> _WHAT YOU NEED TO DO_
Filter the listing below, keeping only the lines with the word "orchid".

> _INPUT MATERIAL_
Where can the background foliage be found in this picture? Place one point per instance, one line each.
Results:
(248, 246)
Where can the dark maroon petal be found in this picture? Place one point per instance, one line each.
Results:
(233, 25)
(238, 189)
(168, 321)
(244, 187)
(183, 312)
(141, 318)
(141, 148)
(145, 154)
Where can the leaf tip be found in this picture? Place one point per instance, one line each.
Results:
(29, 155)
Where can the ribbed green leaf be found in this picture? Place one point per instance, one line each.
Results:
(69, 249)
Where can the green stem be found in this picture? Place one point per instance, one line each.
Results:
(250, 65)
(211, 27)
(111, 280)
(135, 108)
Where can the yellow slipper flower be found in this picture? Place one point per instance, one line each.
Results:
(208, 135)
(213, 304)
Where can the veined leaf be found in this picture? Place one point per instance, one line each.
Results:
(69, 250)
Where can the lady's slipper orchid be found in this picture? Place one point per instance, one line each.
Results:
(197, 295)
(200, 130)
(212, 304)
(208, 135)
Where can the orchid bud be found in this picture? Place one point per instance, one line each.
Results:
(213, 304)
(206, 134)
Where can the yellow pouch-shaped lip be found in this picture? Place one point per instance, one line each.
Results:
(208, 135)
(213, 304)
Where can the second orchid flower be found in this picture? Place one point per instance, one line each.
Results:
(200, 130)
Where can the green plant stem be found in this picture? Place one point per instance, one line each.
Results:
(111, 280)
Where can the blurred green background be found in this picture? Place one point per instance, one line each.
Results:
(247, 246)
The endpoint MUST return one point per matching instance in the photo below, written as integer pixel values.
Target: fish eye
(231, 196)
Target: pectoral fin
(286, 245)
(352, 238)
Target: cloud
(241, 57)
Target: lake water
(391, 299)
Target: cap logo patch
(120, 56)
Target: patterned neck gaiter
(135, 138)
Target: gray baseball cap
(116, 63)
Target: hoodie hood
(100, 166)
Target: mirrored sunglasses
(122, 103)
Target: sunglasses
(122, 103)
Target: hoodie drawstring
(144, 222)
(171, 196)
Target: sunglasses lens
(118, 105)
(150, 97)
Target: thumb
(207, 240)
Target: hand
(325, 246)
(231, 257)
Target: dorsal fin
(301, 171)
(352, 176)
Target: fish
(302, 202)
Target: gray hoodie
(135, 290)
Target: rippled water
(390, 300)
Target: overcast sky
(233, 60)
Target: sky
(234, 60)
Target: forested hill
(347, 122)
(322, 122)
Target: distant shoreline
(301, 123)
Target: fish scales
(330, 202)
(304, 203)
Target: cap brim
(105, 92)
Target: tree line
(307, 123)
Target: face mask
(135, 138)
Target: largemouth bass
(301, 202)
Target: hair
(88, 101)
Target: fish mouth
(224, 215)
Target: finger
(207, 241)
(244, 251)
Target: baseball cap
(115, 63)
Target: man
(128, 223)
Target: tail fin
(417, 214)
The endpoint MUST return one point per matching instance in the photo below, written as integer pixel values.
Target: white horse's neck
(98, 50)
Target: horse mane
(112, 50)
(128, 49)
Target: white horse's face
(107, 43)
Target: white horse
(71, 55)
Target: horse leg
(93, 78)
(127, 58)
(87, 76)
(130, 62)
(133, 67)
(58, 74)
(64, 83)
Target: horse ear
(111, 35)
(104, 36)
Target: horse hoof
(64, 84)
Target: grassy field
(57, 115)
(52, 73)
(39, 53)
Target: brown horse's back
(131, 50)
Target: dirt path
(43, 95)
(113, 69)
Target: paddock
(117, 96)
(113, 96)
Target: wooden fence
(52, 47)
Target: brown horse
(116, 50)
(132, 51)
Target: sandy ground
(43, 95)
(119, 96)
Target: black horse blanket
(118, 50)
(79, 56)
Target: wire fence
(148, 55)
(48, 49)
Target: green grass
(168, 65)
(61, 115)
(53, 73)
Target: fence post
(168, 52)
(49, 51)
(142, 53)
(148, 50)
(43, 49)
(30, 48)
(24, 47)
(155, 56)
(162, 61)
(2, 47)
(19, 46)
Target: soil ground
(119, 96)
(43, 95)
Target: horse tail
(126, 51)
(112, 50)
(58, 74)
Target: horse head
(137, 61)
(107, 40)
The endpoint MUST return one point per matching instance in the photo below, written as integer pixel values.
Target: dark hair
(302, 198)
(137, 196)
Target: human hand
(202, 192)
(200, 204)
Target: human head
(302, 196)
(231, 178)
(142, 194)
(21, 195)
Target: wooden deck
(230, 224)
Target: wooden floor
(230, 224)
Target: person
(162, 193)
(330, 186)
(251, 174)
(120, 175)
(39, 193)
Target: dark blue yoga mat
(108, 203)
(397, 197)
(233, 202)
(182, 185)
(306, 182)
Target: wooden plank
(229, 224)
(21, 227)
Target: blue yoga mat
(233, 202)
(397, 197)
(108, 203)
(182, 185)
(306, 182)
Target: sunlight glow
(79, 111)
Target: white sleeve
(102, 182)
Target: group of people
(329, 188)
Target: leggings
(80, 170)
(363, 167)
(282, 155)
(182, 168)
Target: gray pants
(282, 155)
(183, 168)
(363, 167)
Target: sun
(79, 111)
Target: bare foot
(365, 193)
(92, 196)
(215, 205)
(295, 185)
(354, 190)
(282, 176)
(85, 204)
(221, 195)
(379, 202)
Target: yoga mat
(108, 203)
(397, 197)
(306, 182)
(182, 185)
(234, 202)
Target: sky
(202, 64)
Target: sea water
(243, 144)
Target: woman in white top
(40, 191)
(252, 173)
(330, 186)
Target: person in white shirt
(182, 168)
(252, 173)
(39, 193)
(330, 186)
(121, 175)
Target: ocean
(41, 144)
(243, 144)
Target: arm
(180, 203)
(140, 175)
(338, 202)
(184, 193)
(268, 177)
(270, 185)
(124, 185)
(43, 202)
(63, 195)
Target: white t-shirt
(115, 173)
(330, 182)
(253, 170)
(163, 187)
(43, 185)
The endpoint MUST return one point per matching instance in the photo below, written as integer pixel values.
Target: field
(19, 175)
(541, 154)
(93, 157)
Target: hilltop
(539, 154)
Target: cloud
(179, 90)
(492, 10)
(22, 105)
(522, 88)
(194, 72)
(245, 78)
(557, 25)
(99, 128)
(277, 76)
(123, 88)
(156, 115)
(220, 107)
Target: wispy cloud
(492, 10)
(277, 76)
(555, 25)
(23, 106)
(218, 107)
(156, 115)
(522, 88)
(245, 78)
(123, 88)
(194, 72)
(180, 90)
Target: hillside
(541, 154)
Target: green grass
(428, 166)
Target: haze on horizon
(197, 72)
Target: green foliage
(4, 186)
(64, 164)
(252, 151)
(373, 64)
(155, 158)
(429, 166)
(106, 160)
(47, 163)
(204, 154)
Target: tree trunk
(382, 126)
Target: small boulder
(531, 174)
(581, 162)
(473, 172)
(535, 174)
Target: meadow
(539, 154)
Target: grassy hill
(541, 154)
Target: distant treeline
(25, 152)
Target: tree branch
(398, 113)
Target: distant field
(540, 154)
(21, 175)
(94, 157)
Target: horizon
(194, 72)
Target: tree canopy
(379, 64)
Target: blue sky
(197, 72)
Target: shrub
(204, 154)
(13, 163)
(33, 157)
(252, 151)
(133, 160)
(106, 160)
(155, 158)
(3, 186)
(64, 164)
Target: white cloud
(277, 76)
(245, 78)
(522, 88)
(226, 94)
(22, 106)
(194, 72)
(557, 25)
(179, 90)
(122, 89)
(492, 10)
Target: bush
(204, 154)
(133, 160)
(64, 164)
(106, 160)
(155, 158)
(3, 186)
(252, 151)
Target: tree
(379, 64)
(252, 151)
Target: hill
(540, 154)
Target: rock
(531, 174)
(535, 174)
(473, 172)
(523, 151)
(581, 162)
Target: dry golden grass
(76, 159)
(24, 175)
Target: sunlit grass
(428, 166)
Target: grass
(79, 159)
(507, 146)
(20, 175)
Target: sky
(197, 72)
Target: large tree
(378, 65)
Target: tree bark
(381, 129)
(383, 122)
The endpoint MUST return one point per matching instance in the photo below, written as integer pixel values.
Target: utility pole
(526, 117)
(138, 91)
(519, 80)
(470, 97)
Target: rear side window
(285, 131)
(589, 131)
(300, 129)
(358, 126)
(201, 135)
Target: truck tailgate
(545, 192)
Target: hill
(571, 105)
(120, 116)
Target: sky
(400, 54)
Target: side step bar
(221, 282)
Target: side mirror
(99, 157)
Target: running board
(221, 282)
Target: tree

> _EXERCISE RESPONSE_
Where can the lady's slipper orchid be found in this picture? Place one point per instance, one line each.
Where can the orchid bud be found in this picture? Place one point per instance, one line each.
Where can the second orchid flower be found in this picture? Place one point per instance, one line each.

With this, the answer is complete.